# Directive
Repeat each line of the material exactly.

# Dataset extract
**********

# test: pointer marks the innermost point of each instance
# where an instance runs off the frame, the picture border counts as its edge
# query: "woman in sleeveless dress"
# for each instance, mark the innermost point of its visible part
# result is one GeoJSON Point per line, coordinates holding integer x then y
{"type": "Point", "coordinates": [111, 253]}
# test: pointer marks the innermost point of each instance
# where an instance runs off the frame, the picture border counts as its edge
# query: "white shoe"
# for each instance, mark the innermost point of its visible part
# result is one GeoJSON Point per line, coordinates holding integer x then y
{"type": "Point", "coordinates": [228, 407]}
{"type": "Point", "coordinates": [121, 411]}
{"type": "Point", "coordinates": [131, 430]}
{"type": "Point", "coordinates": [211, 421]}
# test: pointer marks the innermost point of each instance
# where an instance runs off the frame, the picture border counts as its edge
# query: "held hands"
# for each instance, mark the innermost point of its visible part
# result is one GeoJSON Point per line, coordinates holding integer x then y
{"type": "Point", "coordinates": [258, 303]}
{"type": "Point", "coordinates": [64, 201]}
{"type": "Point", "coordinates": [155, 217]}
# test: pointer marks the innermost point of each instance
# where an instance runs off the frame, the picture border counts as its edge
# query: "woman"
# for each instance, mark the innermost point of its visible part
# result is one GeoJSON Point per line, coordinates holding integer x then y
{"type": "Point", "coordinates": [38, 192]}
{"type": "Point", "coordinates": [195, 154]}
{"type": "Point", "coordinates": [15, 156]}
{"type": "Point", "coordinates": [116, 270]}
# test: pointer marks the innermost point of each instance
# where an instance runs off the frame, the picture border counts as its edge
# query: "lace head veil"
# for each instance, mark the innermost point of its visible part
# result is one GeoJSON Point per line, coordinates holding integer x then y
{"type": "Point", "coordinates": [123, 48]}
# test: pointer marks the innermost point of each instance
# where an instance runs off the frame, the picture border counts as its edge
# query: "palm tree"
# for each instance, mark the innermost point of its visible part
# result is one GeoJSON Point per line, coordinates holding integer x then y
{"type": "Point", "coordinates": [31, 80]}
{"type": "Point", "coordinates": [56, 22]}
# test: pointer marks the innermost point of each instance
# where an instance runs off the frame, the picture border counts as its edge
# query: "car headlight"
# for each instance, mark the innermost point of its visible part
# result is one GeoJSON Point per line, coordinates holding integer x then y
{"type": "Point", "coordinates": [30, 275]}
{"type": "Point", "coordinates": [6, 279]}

**********

# Response
# test: pointer marks the innermost point of each instance
# where an instance runs off the frame, the picture border counts as its edge
# query: "woman in sleeveless dress"
# for each instance, mark the innermost point of its visible part
# result is one GeoJSON Point per line, coordinates holding integer x then y
{"type": "Point", "coordinates": [111, 253]}
# test: pointer marks the innermost point of each instance
# where an instance runs off the frame, the picture border counts as its edge
# query: "white shoe"
# for each instance, mark the innermost point of its visible part
# result is one GeoJSON Point per line, coordinates holding integer x then y
{"type": "Point", "coordinates": [228, 407]}
{"type": "Point", "coordinates": [121, 411]}
{"type": "Point", "coordinates": [131, 430]}
{"type": "Point", "coordinates": [211, 421]}
# test: pointer marks the innermost point of each instance
# where an instance runs off the frame, the picture border counts as its edge
# query: "held hands"
# for each instance, mark the innermost point of its visible part
# result is one GeoJSON Point per line, coordinates holding integer x then y
{"type": "Point", "coordinates": [258, 303]}
{"type": "Point", "coordinates": [64, 201]}
{"type": "Point", "coordinates": [155, 217]}
# test: pointer marks the innermost point of each instance
# where an instance runs off the frame, the picture border counts as its edge
# query: "woman"
# for each instance, mark the innermost point of its visible part
# result is one GeoJSON Point per line, coordinates holding integer x then y
{"type": "Point", "coordinates": [38, 192]}
{"type": "Point", "coordinates": [195, 154]}
{"type": "Point", "coordinates": [15, 156]}
{"type": "Point", "coordinates": [116, 270]}
# test: pointer marks the innermost point of each instance
# where an instance runs off the frame, the picture border counts as its edge
# query: "lace head veil"
# for each instance, mark the innermost point of its visible part
# result is one GeoJSON Point per line, coordinates holding integer x then y
{"type": "Point", "coordinates": [123, 48]}
# test: pointer marks the innermost point of each instance
# where an instance runs off the frame, the picture border counts as its edge
# query: "palm tree"
# for each instance, mark the innermost point of its visible part
# result is one GeoJSON Point per line, coordinates holding integer x then y
{"type": "Point", "coordinates": [31, 80]}
{"type": "Point", "coordinates": [56, 22]}
# test: pointer marks the innermost point of each instance
# where an instance runs off the frame, the picture border counts as its edge
# query: "car headlight"
# for each instance, mark the innermost point of its visible part
# result is one GeoJSON Point per line, coordinates holding integer x then y
{"type": "Point", "coordinates": [30, 275]}
{"type": "Point", "coordinates": [6, 279]}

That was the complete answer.